## WORK INSTRUCTIONS
Scan the records and identify every line in which the string "pixel" occurs, then return those lines.

++++ DATASET CONTENT ++++

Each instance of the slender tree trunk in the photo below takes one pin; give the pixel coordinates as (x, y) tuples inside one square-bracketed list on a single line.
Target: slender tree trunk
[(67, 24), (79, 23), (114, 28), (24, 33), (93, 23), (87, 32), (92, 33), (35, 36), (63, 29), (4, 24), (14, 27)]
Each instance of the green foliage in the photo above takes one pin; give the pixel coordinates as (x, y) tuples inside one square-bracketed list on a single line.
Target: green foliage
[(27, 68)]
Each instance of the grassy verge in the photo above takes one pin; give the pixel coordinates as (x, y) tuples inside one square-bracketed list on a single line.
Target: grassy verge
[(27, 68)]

++++

## EXERCISE RESPONSE
Each instance of the slender tree trunk in the photo below takes one pin; give the pixel coordinates as (x, y) tuples inside one square-bracketed list on a single line.
Each instance of the green foliage in the photo above takes one pin; give the pixel coordinates as (x, y) tuples inside one square-bracketed list on a single line.
Each instance of the grassy verge in the photo above takes one pin; give the pixel coordinates as (x, y) tuples inside one square-bracketed list on a single line.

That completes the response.